TEXT PASSAGE:
====

Joanne Stone, Appellant v. Texas Workforce Commission and Louisiana Department of Revenue, Appellees
Joanne Stone appeals from the district court's summary judgment affirming the Texas Workforce Commission's decision denying her unemployment benefits on the ground she voluntarily resigned from her Houston-based job with the Louisiana Department of Revenue. Stone asserts she is entitled to unemployment benefits because her resignation was not voluntary, but was based on years of racial discrimination and harassment. She also claims TWC's determination amounts to ad hoc rulemaking. We will affirm the district court's judgment.
The background information is taken from the Texas Workforce Commission's (TWC) unchallenged findings of facts and from the parties' summary-judgment evidence.
From July 2001 through April 6, 2012, Stone worked as a revenue tax auditor for the Louisiana Department of Revenue (LDR), a Louisiana state agency charged with, among other tasks, collecting that state's tax revenues. In late August 2010, Stone transferred from the LDR's New Orleans office to its Houston office. Stone was given the opportunity to transfer to Houston, in part, as resolution of a grievance that she had filed against her supervisor, Vendetta Lockley, alleging that Lockley was harassing her.
Immediately before transferring to Houston, Stone filed a “Charge of Discrimination” against LDR with the Equal Employment Opportunity Commission (EEOC).1
While in Houston, Stone requested, and believed she should have been granted, assignment as an “out of state” auditor for LDR, a position that allows an auditor to work completely away from the office, checking in only periodically. LDR never responded to her requests for these positions, but Stone likewise never made any official complaints about her job or supervisors while in Houston either to LDR management or human resources. Stone did, however, seem to express disappointment about not being assigned an “out of state” position in a March 7, 2012 letter to her supervisor Kevin Richard asking to rescind a resignation she had tendered a week earlier:
I ․ would like to rescind my letter of resignation ․ I just have been so emotionally upset over my work situation and chances for being able to work from home during all the week more in line as to what other auditors are doing.

====

DATA SHOWN:
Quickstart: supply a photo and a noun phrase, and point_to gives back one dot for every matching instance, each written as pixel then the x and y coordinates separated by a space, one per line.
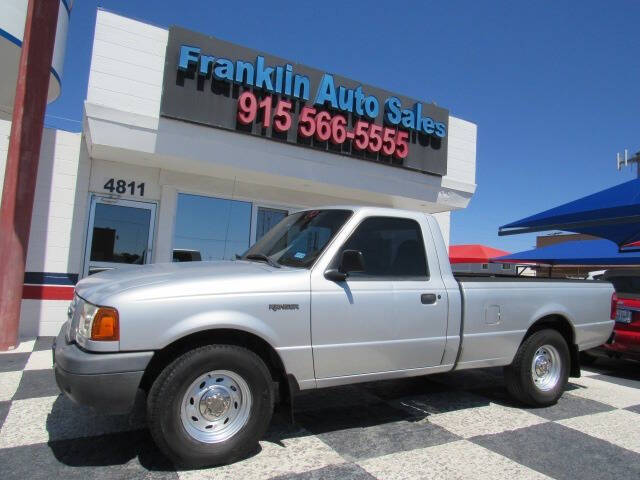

====

PROBLEM SET:
**a)** Reproduce the court opinion on Joanne Stone's unemployment-benefits appeal word for word, from "From July 2001" up to and including "was harassing her.".
**b)** Carry on writing the court opinion on Joanne Stone's unemployment-benefits appeal, beginning after its final sentence.

SET OF ANSWERS:
**a)**
From July 2001 through April 6, 2012, Stone worked as a revenue tax auditor for the Louisiana Department of Revenue (LDR), a Louisiana state agency charged with, among other tasks, collecting that state's tax revenues. In late August 2010, Stone transferred from the LDR's New Orleans office to its Houston office. Stone was given the opportunity to transfer to Houston, in part, as resolution of a grievance that she had filed against her supervisor, Vendetta Lockley, alleging that Lockley was harassing her.

**b)**
Later, on March 22, 2012, Stone was reprimanded by her supervisor Elise Thomas for her “frequent, unscheduled call-in absences.” In a letter memorializing a previously held meeting between Stone, Thomas, and Richard, regarding Stone's leave practices, Thomas advised Stone to make a better effort at scheduling her leave in advance and, relatedly, emphasized the rules requiring Stone to request leave from her supervisor at least 24 hours in advance of the leave or risk it being unapproved.
Three days after this reprimand, Stone requested, in a Sunday-night email to her supervisor Richard, “a couple hours for sick leave due to illness” for Monday morning, also explaining, “I do not know how to schedule leave in advance for illness.” Richard's Monday-morning response—
I am certain that we discussed your question on Thursday afternoon in my office with Elise [Thomas] your supervisor present. I have no problem reiterating what I said. I asked that you request leave in advance “when possible.” I gave you an example of being sick at work and needing to leave immediately. I also gave you an example of a situation where emergency annual leave may be requested due to a sick child at school. These are unforeseen circumstances [that] could possible cause an unscheduled absence.
I have a question for you. How do you know at 10:30 at night that you will need a few hours of sick leave for the next morning? There also seems to be a pattern with you requesting leave every Monday morning. I will need a doctor's excuse for your absence this morning.
Stone replied, “My condition was worsening throughout the day so I went ahead and requested sick time. Regardless of the day or time, whenever I feel ill I request sick time.” And then she resigned later that same day, in a letter addressed to Richard: “I Joanne Stone resign from my position as Revenue Tax Auditor III. I am providing a two week notice from date of this letter. My last day will be April 9, 2012.”
Shortly after resigning her job, Stone filed a claim for unemployment compensation with TWC. TWC denied Stone's claim for unemployment benefits based on its determination that Stone “voluntarily resigned without good cause connected with the work.”2 In her administrative appeal from that determination,3 Stone argued that she had resigned because of ongoing racial discrimination against her in connection with her refused requests for “out of state” auditor positions and because of the hostile work environment created by her supervisor, whom Stone accused of repeatedly requesting corrections or changes in Stone's work, not paying attention to Stone when they were discussing work, and not evaluating her fairly. In a written decision affirming the denial of benefits, TWC's appeal tribunal disputed Stone's assertion that her resignation was based on racial discrimination, finding that—
Despite her belief that [a] supervisor was discriminating against her, [Stone] never went back to human resources with any complaints after being transferred to Texas. [Stone] never complained to anyone in management above the particular manager she believed was discriminating against her. [Stone] thought that she had already brought problems in another state, with different management, to the employer's attention and that it would do no good to complain again, even though the employer had responded the first time by removing her from the supervisor she alleged was discriminating against her. Despite the belief she was being discriminated against, the claimant was willing to continue working until she submitted her final resignation on Monday, March 26, 2012.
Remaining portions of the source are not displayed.